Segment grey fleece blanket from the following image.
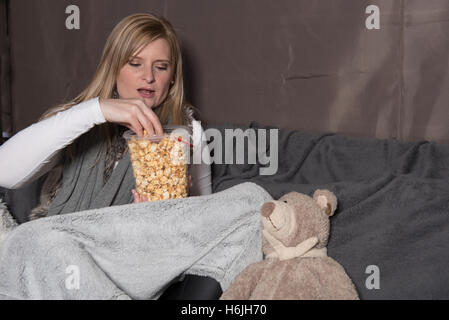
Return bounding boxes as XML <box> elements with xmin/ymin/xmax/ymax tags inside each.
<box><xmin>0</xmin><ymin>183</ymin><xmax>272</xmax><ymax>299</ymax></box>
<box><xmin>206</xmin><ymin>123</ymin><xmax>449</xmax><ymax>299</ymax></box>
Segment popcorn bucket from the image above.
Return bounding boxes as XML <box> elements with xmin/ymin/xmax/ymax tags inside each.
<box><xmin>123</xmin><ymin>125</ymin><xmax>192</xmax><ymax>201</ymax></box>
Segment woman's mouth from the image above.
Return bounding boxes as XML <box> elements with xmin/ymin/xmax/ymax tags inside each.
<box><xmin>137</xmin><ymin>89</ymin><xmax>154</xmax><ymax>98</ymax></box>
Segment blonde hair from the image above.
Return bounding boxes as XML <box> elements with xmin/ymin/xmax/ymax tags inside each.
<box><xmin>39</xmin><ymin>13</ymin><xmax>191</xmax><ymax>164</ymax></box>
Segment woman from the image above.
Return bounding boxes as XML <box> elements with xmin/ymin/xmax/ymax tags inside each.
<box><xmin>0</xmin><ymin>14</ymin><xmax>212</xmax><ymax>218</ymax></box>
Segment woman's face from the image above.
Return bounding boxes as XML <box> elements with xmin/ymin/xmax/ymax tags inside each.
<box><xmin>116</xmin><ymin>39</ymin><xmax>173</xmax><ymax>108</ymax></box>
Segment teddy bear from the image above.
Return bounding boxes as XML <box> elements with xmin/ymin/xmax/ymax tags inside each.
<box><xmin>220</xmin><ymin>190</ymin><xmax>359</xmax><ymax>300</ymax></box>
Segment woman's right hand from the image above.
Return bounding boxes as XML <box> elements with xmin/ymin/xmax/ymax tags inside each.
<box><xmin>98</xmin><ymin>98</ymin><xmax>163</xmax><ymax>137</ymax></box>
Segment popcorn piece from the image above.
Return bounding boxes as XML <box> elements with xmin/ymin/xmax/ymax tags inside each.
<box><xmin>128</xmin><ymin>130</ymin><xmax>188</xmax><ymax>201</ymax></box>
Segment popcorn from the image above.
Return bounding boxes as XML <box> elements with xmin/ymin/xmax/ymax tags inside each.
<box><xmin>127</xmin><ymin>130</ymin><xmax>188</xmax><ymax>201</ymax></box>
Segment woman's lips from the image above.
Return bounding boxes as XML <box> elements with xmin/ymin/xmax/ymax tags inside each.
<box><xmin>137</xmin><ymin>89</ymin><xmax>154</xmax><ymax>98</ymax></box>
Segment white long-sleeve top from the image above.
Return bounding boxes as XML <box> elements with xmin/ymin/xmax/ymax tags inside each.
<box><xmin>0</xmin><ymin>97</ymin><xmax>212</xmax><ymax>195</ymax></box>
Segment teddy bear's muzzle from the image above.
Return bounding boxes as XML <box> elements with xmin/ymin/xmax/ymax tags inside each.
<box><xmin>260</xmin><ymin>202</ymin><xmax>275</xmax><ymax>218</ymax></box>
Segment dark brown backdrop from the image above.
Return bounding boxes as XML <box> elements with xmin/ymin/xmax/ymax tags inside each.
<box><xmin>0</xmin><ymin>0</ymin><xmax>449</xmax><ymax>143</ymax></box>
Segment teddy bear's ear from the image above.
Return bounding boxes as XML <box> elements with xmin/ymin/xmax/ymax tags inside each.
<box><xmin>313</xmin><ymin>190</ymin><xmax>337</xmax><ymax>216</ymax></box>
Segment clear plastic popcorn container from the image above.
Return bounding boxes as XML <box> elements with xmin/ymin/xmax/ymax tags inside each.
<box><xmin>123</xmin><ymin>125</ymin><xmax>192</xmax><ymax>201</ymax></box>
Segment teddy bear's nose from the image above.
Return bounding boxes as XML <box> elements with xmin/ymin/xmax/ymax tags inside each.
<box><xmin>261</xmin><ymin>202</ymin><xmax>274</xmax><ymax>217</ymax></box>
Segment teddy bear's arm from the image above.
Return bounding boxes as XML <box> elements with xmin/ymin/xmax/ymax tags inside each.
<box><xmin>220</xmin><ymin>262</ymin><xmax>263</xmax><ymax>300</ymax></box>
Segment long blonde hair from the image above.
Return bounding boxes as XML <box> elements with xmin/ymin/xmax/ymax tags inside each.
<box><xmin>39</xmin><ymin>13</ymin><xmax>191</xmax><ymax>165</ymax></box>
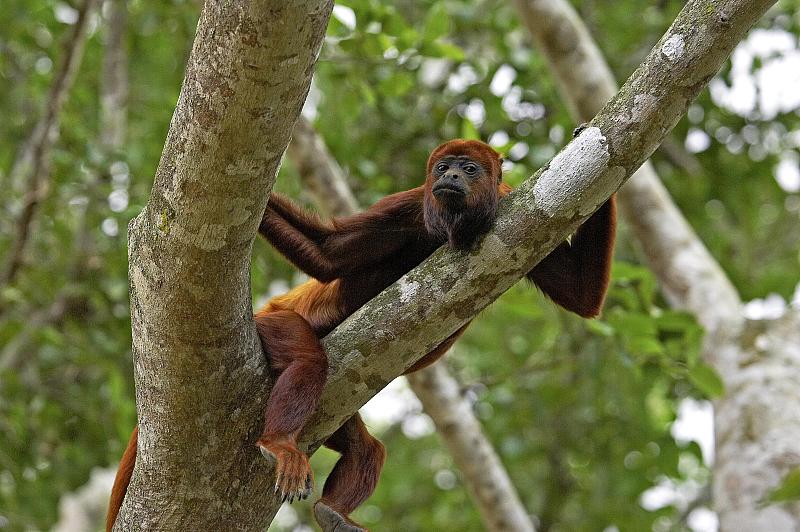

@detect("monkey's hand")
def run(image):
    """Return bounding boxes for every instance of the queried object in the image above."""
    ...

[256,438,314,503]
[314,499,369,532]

● WHAT TO PRODUCE
Pick out every line in the rows above that contains the string "blonde" and copy each one. Match case exactly.

● EXPECTED ANSWER
Segment blonde hair from the image above.
Segment long blonde hair from the image above.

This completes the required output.